## TASK PROMPT
Could you copy out every one of the entries below, line for line, without changing anything?

[Entries from a point annotation set]
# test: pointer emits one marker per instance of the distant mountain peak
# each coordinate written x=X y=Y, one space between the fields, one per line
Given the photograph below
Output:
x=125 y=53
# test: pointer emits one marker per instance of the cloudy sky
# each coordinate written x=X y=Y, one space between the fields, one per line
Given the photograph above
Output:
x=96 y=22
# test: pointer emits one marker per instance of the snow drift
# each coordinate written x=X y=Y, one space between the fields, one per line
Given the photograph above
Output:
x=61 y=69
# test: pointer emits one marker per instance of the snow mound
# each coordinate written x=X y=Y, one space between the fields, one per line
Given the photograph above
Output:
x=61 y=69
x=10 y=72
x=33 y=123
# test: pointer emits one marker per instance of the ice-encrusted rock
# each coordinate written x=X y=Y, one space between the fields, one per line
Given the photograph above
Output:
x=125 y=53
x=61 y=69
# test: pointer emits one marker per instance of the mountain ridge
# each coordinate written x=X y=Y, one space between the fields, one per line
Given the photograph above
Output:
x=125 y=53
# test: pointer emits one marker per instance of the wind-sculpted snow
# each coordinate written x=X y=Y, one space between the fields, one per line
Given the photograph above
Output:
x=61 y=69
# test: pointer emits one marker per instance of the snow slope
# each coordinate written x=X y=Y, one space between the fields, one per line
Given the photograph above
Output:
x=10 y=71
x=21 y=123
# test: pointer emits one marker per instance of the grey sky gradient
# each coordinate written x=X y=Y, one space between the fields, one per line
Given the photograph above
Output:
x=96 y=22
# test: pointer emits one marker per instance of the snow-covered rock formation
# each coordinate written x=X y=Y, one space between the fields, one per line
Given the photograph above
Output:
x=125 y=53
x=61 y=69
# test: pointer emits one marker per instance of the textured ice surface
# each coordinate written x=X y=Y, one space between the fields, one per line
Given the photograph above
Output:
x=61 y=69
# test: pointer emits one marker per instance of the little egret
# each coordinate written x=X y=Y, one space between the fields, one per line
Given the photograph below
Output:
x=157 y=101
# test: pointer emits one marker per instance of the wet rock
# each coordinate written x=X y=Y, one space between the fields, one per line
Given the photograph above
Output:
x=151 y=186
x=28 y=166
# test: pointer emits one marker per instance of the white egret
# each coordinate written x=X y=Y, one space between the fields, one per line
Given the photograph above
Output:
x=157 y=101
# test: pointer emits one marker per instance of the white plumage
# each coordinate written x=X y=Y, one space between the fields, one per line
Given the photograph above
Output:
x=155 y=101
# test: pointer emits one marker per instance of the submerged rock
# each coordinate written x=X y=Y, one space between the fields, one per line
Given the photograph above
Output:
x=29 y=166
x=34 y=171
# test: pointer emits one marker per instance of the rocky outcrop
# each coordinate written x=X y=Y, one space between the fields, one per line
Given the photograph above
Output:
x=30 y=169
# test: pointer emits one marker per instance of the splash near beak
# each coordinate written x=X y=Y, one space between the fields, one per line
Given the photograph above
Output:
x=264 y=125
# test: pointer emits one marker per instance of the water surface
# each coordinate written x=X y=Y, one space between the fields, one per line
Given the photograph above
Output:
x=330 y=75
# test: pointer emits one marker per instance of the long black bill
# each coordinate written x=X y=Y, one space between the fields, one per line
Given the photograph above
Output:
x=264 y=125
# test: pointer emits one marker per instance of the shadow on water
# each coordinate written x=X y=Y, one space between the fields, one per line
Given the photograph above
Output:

## FINAL RESULT
# test: pointer emits one marker per instance of the distant mountain peak
# each coordinate written x=X y=Y, one space between the fields, one per line
Given the photograph below
Output:
x=125 y=53
# test: pointer emits one marker per instance of the cloudy sky
# each coordinate written x=X y=Y, one space between the fields, one per line
Given the photograph above
Output:
x=96 y=22
# test: pointer emits one marker per instance of the snow drift
# each coordinate written x=X y=Y, one space between the fields, one per line
Given the photograph above
Output:
x=61 y=69
# test: pointer emits one marker per instance of the snow mound
# each coordinate written x=X y=Y, one space between the fields, one per line
Given the photograph above
Output:
x=61 y=69
x=10 y=72
x=33 y=123
# test: pointer emits one marker per instance of the ice-encrusted rock
# each coordinate written x=X y=Y, one space between the fields, one per line
Given the photograph above
Output:
x=125 y=53
x=61 y=69
# test: pointer emits one marker per instance of the mountain ridge
# each coordinate written x=X y=Y, one space between the fields, one per line
Given the photograph above
Output:
x=125 y=53
# test: pointer emits one marker per instance of the wind-sculpted snow
# each coordinate written x=X y=Y, one space between the fields, one per line
Given the photograph above
Output:
x=61 y=69
# test: pointer emits one marker per instance of the snow slope
# each coordinate written x=X y=Y, one space between the fields, one per line
Given the photograph above
Output:
x=10 y=71
x=21 y=123
# test: pointer emits one marker per instance of the grey sky gradient
# each coordinate written x=X y=Y, one space between the fields, one per line
Given the photograph above
Output:
x=96 y=22
# test: pointer emits one marker per instance of the snow-covered rock formation
# each coordinate written x=X y=Y, one space between the fields, one per line
Given the photograph above
Output:
x=125 y=53
x=61 y=69
# test: pointer emits one marker per instance of the textured ice surface
# each coordinate written x=X y=Y, one space between the fields, one per line
Given the photograph above
Output:
x=61 y=69
# test: pointer emits one marker per instance of the little egret
# each coordinate written x=X y=Y, one space between the fields, one per line
Given the photograph below
Output:
x=157 y=101
# test: pointer emits one marker per instance of the wet rock
# each coordinate written x=X y=Y, one space between the fields, one per line
Given the photograph above
Output:
x=151 y=186
x=28 y=166
# test: pointer emits one marker per instance of the white egret
# each coordinate written x=X y=Y, one space between the fields, one per line
Given the photograph above
Output:
x=157 y=101
# test: pointer emits one marker per instance of the white plumage
# each coordinate written x=X y=Y, one space between the fields, one per line
Given the photograph above
Output:
x=155 y=101
# test: pointer emits one marker per instance of the submerged rock
# each coordinate written x=X y=Y, one space between the fields, one per line
Given the photograph above
Output:
x=29 y=166
x=34 y=171
# test: pointer emits one marker per instance of the rocky outcrop
# each coordinate written x=X y=Y, one space between the fields, one per line
Given the photograph above
Output:
x=30 y=169
# test: pointer emits one marker per instance of the splash near beak
# each coordinate written x=X y=Y, one space between the fields, one per line
Given the photograph above
Output:
x=264 y=125
# test: pointer emits one marker per instance of the water surface
# each coordinate written x=X y=Y, one space between the fields, one per line
Given the photograph above
Output:
x=330 y=75
# test: pointer emits one marker per instance of the long black bill
# each coordinate written x=X y=Y, one space between the fields, one per line
Given the photograph above
Output:
x=264 y=125
# test: pointer emits one marker per instance of the shadow on water
# each coordinate written x=X y=Y, one space between the fields, one per line
Given the photograph above
Output:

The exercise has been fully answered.